What is needed:
Recast every line of the records below as a JSON list of strings, with one string per line and blank lines omitted.

──────

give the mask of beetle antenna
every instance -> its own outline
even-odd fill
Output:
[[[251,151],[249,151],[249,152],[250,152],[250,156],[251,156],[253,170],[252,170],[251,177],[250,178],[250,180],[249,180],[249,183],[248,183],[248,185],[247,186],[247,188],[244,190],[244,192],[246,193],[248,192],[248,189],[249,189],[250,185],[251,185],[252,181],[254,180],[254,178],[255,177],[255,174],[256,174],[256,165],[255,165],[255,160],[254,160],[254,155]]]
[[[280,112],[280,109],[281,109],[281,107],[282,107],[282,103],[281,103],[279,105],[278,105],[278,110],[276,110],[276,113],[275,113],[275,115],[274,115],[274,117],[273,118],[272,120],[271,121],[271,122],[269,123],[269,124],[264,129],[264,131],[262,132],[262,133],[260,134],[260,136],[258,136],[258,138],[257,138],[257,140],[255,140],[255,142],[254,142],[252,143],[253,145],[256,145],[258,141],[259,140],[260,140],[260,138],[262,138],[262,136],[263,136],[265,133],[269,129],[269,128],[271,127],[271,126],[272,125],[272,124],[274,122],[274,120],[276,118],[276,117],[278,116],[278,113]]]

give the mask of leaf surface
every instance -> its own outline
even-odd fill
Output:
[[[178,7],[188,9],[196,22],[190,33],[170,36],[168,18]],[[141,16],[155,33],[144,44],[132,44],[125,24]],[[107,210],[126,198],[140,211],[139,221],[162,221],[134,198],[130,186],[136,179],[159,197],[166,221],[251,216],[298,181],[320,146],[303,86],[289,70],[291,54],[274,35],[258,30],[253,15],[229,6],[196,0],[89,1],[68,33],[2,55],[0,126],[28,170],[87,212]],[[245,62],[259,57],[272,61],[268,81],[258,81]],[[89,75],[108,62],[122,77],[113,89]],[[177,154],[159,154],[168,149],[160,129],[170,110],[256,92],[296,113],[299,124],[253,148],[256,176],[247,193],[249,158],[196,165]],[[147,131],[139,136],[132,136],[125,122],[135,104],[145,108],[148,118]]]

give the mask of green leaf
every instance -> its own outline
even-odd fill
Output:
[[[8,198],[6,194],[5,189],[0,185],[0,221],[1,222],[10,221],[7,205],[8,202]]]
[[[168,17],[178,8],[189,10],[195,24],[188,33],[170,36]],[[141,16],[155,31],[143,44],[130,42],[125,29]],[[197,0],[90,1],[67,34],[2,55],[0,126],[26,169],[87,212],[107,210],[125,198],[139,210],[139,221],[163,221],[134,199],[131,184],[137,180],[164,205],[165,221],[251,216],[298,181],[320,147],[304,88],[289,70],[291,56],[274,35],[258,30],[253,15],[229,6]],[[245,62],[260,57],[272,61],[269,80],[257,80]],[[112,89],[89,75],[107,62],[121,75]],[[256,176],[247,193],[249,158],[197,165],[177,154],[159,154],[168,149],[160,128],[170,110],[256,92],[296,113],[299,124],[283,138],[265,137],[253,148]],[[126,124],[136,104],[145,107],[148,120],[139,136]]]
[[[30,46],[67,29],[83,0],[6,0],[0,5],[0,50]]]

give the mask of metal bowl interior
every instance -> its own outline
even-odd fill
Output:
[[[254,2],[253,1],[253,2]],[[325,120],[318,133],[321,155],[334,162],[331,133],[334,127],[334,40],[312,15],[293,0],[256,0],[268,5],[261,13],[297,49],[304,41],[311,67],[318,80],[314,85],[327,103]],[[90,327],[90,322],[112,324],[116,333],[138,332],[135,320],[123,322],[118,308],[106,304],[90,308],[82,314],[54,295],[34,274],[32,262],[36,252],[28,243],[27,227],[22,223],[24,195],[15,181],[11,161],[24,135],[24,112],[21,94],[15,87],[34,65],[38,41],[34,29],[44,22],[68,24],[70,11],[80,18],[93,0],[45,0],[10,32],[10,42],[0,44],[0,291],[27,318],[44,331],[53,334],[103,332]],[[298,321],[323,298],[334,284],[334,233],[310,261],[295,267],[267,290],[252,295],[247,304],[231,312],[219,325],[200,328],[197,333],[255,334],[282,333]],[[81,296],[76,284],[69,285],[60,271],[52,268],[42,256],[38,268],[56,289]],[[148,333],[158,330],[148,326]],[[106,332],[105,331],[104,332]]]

──────

Answer in full:
[
  "give the mask of beetle antenna",
  "every instance -> its own outline",
  "even-odd fill",
  "Output:",
  "[[[251,151],[249,151],[249,152],[250,152],[250,156],[251,156],[253,170],[252,170],[251,177],[250,178],[250,180],[249,180],[249,183],[248,183],[248,185],[247,186],[247,188],[244,190],[244,192],[246,193],[248,192],[248,189],[249,189],[250,185],[251,185],[252,181],[254,180],[254,178],[255,177],[255,174],[256,174],[256,165],[255,165],[255,160],[254,160],[254,155]]]",
  "[[[280,112],[280,109],[281,109],[281,107],[282,107],[282,103],[281,103],[279,105],[278,105],[278,110],[276,110],[276,113],[275,113],[275,115],[274,115],[274,117],[273,118],[272,120],[271,121],[271,122],[269,123],[269,124],[264,129],[264,131],[262,132],[262,133],[260,134],[260,136],[258,136],[258,138],[257,138],[257,140],[255,140],[255,142],[254,142],[252,143],[253,145],[256,145],[258,141],[259,140],[260,140],[260,138],[262,138],[262,136],[263,136],[265,133],[269,129],[269,128],[271,127],[271,126],[272,125],[272,124],[274,122],[274,120],[276,118],[276,117],[278,116],[278,113]]]",
  "give the mask of leaf surface",
  "every instance -> its own outline",
  "even-odd fill",
  "Output:",
  "[[[178,7],[188,9],[196,22],[190,33],[170,36],[168,18]],[[141,16],[155,33],[144,44],[132,44],[125,24]],[[107,210],[126,198],[140,211],[139,221],[162,221],[134,198],[130,186],[136,179],[159,197],[166,221],[251,216],[298,181],[320,146],[303,86],[289,70],[291,54],[274,35],[258,30],[253,15],[229,6],[196,0],[89,1],[68,33],[2,55],[0,126],[28,170],[87,212]],[[245,62],[259,57],[272,61],[268,81],[258,81]],[[89,75],[108,62],[122,77],[113,89]],[[177,154],[159,154],[168,149],[160,129],[170,110],[256,92],[296,113],[299,124],[253,148],[256,176],[247,193],[249,158],[196,165]],[[147,131],[139,136],[132,136],[125,122],[135,104],[145,108],[148,118]]]",
  "give the mask of green leaf",
  "every instance -> its own outline",
  "even-odd fill",
  "Output:",
  "[[[8,198],[6,194],[5,189],[0,185],[0,221],[1,222],[10,221],[7,205],[8,202]]]",
  "[[[168,17],[178,8],[189,10],[195,24],[188,33],[170,36]],[[141,16],[155,31],[143,44],[130,42],[125,29]],[[197,0],[90,1],[67,34],[2,55],[0,126],[26,169],[87,212],[107,210],[125,198],[139,210],[139,221],[163,221],[134,199],[131,184],[137,180],[164,205],[165,221],[251,216],[298,181],[320,147],[304,88],[289,70],[291,56],[274,35],[258,30],[253,15],[229,6]],[[245,62],[260,57],[272,61],[269,80],[257,80]],[[112,89],[89,75],[107,62],[121,75]],[[256,176],[247,193],[249,158],[197,165],[177,154],[159,154],[168,149],[160,128],[170,110],[256,92],[296,113],[299,124],[283,138],[265,137],[253,148]],[[126,124],[136,104],[145,107],[148,120],[139,136]]]",
  "[[[30,46],[67,29],[83,0],[6,0],[0,5],[0,50]]]",
  "give the mask of metal bowl interior",
  "every instance -> its own outline",
  "even-odd fill",
  "Output:",
  "[[[254,2],[253,1],[253,2]],[[325,120],[318,133],[321,155],[334,162],[331,133],[334,127],[334,40],[312,15],[293,0],[256,0],[268,5],[261,13],[297,49],[304,41],[311,67],[318,80],[314,85],[327,103]],[[90,327],[90,322],[112,324],[116,333],[138,332],[135,320],[123,322],[118,308],[106,304],[90,308],[82,314],[54,295],[34,274],[32,262],[36,252],[28,243],[27,227],[22,223],[24,195],[15,181],[11,161],[24,135],[24,112],[21,94],[15,87],[34,65],[38,41],[34,29],[44,22],[68,24],[70,11],[80,18],[93,0],[45,0],[10,32],[10,42],[0,44],[0,291],[27,318],[44,331],[53,334],[103,332]],[[298,321],[323,298],[334,284],[334,233],[310,261],[295,267],[267,290],[252,295],[247,304],[231,312],[219,325],[200,328],[197,333],[255,334],[282,333]],[[81,296],[76,284],[69,285],[60,271],[52,268],[42,256],[38,268],[56,289]],[[148,333],[158,330],[148,326]],[[106,332],[105,331],[104,332]]]"
]